[Image point grounding data]
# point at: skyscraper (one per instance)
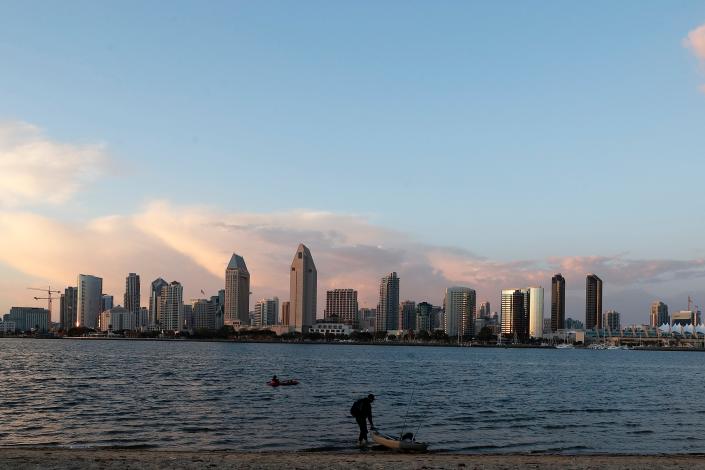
(388, 307)
(593, 302)
(171, 309)
(515, 314)
(557, 302)
(155, 301)
(536, 312)
(266, 312)
(90, 294)
(460, 312)
(659, 314)
(106, 302)
(612, 322)
(303, 280)
(484, 311)
(424, 320)
(237, 292)
(286, 313)
(342, 304)
(132, 294)
(407, 315)
(69, 308)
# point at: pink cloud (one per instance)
(31, 164)
(192, 244)
(696, 42)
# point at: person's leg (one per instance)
(363, 429)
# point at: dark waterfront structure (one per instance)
(69, 308)
(388, 307)
(557, 302)
(515, 314)
(132, 294)
(593, 302)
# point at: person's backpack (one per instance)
(356, 409)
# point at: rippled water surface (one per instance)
(188, 395)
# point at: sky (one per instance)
(482, 144)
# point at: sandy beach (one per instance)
(60, 459)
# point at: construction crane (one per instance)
(49, 296)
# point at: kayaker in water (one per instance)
(362, 411)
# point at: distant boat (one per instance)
(408, 444)
(283, 383)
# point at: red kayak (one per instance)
(283, 383)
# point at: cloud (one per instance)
(695, 41)
(37, 170)
(193, 244)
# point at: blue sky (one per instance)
(512, 130)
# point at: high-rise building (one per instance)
(286, 313)
(132, 293)
(207, 314)
(424, 317)
(536, 312)
(155, 301)
(341, 304)
(407, 315)
(171, 308)
(106, 302)
(69, 308)
(659, 314)
(237, 292)
(367, 319)
(388, 307)
(484, 310)
(515, 314)
(266, 312)
(593, 302)
(303, 281)
(460, 312)
(557, 302)
(612, 322)
(90, 296)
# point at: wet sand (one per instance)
(61, 459)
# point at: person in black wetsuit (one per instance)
(362, 412)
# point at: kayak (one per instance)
(394, 443)
(283, 383)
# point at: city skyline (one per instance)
(344, 114)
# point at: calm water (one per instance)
(181, 395)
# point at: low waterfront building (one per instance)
(331, 328)
(266, 312)
(29, 318)
(7, 327)
(117, 319)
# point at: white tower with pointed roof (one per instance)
(237, 292)
(302, 290)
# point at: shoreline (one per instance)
(24, 458)
(334, 343)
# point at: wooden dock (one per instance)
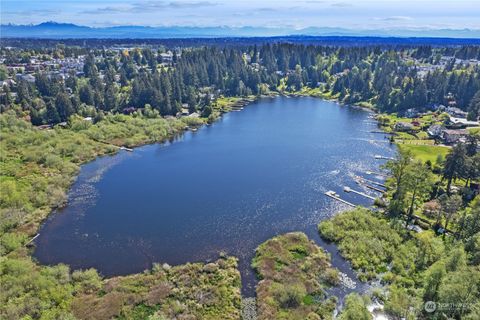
(348, 189)
(334, 195)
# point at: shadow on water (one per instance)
(225, 188)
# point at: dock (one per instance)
(348, 189)
(372, 182)
(370, 187)
(376, 173)
(334, 195)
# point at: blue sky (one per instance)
(358, 14)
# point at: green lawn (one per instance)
(424, 152)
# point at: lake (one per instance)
(227, 187)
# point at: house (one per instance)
(454, 136)
(403, 126)
(435, 130)
(411, 113)
(26, 77)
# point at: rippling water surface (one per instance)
(227, 187)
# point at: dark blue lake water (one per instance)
(227, 187)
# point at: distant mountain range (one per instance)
(55, 30)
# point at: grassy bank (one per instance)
(416, 268)
(37, 168)
(293, 273)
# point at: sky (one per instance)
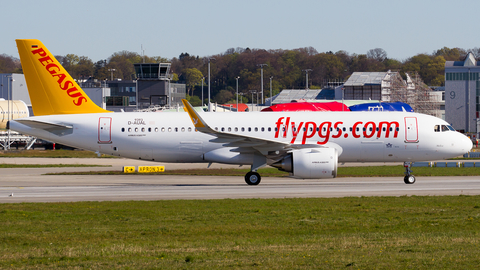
(97, 29)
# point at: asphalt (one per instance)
(32, 185)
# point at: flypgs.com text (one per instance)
(326, 130)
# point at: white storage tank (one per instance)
(12, 109)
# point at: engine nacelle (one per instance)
(310, 163)
(224, 155)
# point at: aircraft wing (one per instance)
(271, 149)
(58, 129)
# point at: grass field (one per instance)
(3, 165)
(52, 154)
(359, 233)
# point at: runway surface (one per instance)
(30, 185)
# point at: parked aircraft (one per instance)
(305, 144)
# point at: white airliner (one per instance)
(309, 145)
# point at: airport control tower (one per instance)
(154, 87)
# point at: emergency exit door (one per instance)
(105, 130)
(411, 130)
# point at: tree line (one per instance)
(286, 68)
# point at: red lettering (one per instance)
(354, 130)
(52, 68)
(372, 130)
(305, 133)
(326, 135)
(60, 76)
(79, 101)
(295, 131)
(338, 129)
(71, 93)
(40, 52)
(278, 124)
(286, 127)
(65, 86)
(45, 60)
(388, 125)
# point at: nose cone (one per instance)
(465, 144)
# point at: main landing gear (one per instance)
(252, 178)
(409, 178)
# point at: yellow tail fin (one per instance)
(52, 90)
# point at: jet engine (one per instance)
(310, 163)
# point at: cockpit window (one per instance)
(443, 128)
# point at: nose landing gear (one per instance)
(409, 178)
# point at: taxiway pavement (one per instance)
(31, 185)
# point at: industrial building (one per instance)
(462, 94)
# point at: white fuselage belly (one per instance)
(171, 137)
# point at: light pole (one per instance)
(203, 79)
(111, 73)
(253, 91)
(271, 97)
(261, 78)
(209, 106)
(9, 90)
(236, 78)
(306, 80)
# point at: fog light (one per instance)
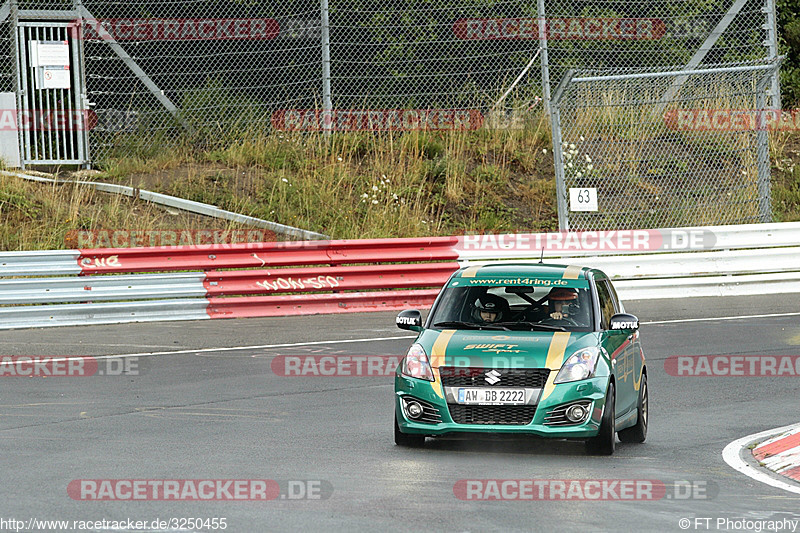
(576, 413)
(414, 409)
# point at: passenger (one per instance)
(491, 308)
(561, 300)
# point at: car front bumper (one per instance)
(592, 389)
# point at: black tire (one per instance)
(408, 440)
(638, 433)
(605, 441)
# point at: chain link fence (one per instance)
(225, 69)
(698, 157)
(6, 50)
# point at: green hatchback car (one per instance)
(535, 349)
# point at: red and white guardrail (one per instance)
(90, 286)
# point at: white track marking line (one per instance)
(311, 343)
(732, 455)
(201, 350)
(679, 320)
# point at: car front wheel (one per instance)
(605, 441)
(407, 439)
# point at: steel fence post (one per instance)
(326, 70)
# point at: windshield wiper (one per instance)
(533, 325)
(469, 325)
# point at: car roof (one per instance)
(528, 269)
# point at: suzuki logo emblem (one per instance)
(492, 377)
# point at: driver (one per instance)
(491, 308)
(560, 299)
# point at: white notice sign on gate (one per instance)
(54, 78)
(49, 53)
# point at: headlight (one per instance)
(580, 365)
(416, 364)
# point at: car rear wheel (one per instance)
(605, 441)
(407, 439)
(638, 432)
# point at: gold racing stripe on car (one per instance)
(437, 358)
(470, 272)
(572, 272)
(555, 358)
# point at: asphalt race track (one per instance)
(204, 414)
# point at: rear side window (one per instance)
(606, 303)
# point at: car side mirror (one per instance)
(623, 321)
(409, 319)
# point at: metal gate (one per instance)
(53, 119)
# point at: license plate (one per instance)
(486, 396)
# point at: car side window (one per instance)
(617, 304)
(606, 303)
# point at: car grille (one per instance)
(492, 414)
(509, 377)
(430, 414)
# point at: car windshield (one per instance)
(514, 308)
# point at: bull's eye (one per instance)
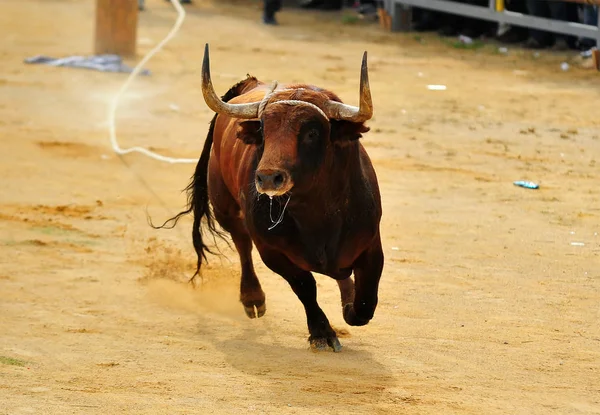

■ AIM OF THE EXERCISE: Repeat the data exactly. No pictures should appear.

■ REPLY TO THE TASK:
# point at: skyscraper (one per instance)
(388, 307)
(593, 302)
(171, 309)
(515, 314)
(557, 302)
(155, 301)
(536, 312)
(266, 312)
(90, 294)
(460, 312)
(659, 314)
(106, 302)
(612, 322)
(303, 280)
(484, 311)
(424, 320)
(237, 292)
(286, 313)
(342, 304)
(132, 294)
(407, 315)
(69, 308)
# point at: pink cloud (one per instance)
(31, 164)
(192, 244)
(696, 42)
# point at: person's leg (one per instance)
(363, 429)
# point at: dark waterfront structure (one per instance)
(69, 308)
(388, 307)
(557, 302)
(515, 314)
(132, 294)
(593, 302)
# point at: person's backpack (one per instance)
(356, 409)
# point at: rippled water surface (one per instance)
(188, 395)
# point at: sky (one per instance)
(482, 144)
# point at: sandy beach (one per instance)
(60, 459)
# point at: construction crane (one per instance)
(49, 296)
# point at: kayaker in water (one per instance)
(362, 411)
# point at: distant boat (one per instance)
(408, 444)
(283, 383)
# point at: red kayak (one per instance)
(283, 383)
# point at: cloud (one per instance)
(695, 41)
(37, 170)
(193, 244)
# point at: blue sky (one per instance)
(512, 130)
# point at: high-rise building (one per instance)
(286, 313)
(132, 293)
(207, 314)
(424, 317)
(536, 312)
(155, 301)
(341, 304)
(407, 315)
(171, 308)
(106, 302)
(69, 308)
(659, 314)
(237, 292)
(367, 319)
(388, 307)
(484, 310)
(515, 314)
(266, 312)
(593, 302)
(303, 281)
(460, 312)
(557, 302)
(612, 322)
(90, 296)
# point at: wet sand (one per instance)
(61, 459)
# point at: person in black wetsuit (one per instance)
(362, 412)
# point at: kayak (one per instance)
(394, 443)
(283, 383)
# point at: city skyline (one per instance)
(344, 114)
# point at: calm water (one per instance)
(181, 395)
# point at: low waterfront building (one per instance)
(331, 328)
(266, 312)
(29, 318)
(7, 327)
(117, 319)
# point at: white tower with pointed roof (one per instance)
(237, 292)
(302, 290)
# point at: shoreline (one per instance)
(24, 458)
(334, 343)
# point at: wooden dock (one per instance)
(348, 189)
(334, 195)
# point at: shadow on water (one per instance)
(225, 188)
# point at: dock (one per instance)
(348, 189)
(372, 182)
(370, 187)
(376, 173)
(334, 195)
# point at: blue sky (one per instance)
(358, 14)
# point at: green lawn (one per instance)
(424, 152)
# point at: lake (one per instance)
(227, 187)
# point at: house (one per instance)
(454, 136)
(403, 126)
(435, 130)
(411, 113)
(26, 77)
# point at: rippling water surface (one per instance)
(227, 187)
# point at: dark blue lake water (one per instance)
(227, 187)
# point at: distant mountain range (one per instance)
(55, 30)
# point at: grassy bank (one per instance)
(416, 268)
(37, 168)
(293, 273)
# point at: sky (one per instance)
(97, 29)
# point at: asphalt (one per instance)
(32, 185)
# point at: flypgs.com text (one per instance)
(326, 130)
# point at: white storage tank (one per instance)
(12, 109)
# point at: engine nacelle (one per instance)
(310, 163)
(224, 155)
# point at: aircraft wing (one per instance)
(271, 149)
(58, 129)
# point at: grass field (one per instance)
(3, 165)
(52, 154)
(359, 233)
# point at: runway surface (one per instance)
(30, 185)
# point at: parked aircraft (one per instance)
(305, 144)
# point at: white airliner (one per instance)
(309, 145)
# point at: airport control tower (one per instance)
(154, 87)
# point at: emergency exit door (one per instance)
(105, 130)
(411, 130)
# point at: tree line (one per instance)
(286, 68)
# point at: red lettering (one per instance)
(354, 130)
(52, 68)
(372, 130)
(305, 133)
(326, 135)
(60, 76)
(79, 101)
(295, 131)
(338, 129)
(71, 93)
(40, 52)
(278, 124)
(286, 127)
(65, 86)
(45, 60)
(388, 125)
# point at: nose cone (one per instance)
(465, 144)
# point at: main landing gear (one per instance)
(252, 178)
(409, 178)
# point at: yellow tail fin (one per instance)
(52, 90)
# point at: jet engine (one per instance)
(310, 163)
# point at: cockpit window (one per instance)
(443, 128)
# point at: nose landing gear (one per instance)
(409, 178)
# point at: taxiway pavement (one per instance)
(31, 185)
# point at: industrial building (one per instance)
(462, 94)
# point at: white fuselage belly (one per instance)
(171, 137)
# point at: light pole (one per instance)
(203, 79)
(111, 73)
(253, 91)
(271, 97)
(261, 78)
(209, 106)
(9, 90)
(236, 78)
(306, 80)
# point at: fog light (one per instance)
(576, 413)
(414, 409)
# point at: passenger (one per instance)
(491, 308)
(561, 300)
# point at: car front bumper (one per instance)
(592, 389)
# point at: black tire (one per instance)
(408, 440)
(638, 433)
(605, 441)
# point at: chain link fence (one per instance)
(225, 69)
(698, 157)
(6, 50)
# point at: green hatchback car (one per instance)
(535, 349)
# point at: red and white guardrail (one per instance)
(90, 286)
# point at: white track marking line (one per instance)
(311, 343)
(732, 455)
(201, 350)
(679, 320)
# point at: car front wheel (one per instance)
(605, 441)
(407, 439)
# point at: steel fence post (one per instance)
(326, 70)
# point at: windshield wiper (one per instance)
(533, 325)
(469, 325)
# point at: car roof (one per instance)
(528, 269)
# point at: suzuki logo emblem (one per instance)
(492, 377)
# point at: driver (one per instance)
(491, 308)
(560, 299)
# point at: white notice sign on gate (one per instance)
(54, 78)
(49, 53)
# point at: headlight (one per instance)
(580, 365)
(416, 364)
# point at: car rear wheel (one per instance)
(605, 441)
(407, 439)
(638, 432)
# point at: gold racing stripe on car (one per instance)
(437, 358)
(470, 272)
(572, 272)
(555, 358)
# point at: asphalt race track (one per instance)
(204, 414)
# point at: rear side window (one per instance)
(606, 303)
# point at: car side mirror (one per instance)
(623, 321)
(409, 319)
# point at: metal gate (one per instance)
(53, 119)
# point at: license plate (one per instance)
(486, 396)
# point at: car side window (one per instance)
(617, 304)
(606, 303)
# point at: car grille (one per instance)
(492, 414)
(509, 377)
(430, 414)
# point at: car windshield (one per instance)
(514, 308)
# point at: bull's eye (one per instance)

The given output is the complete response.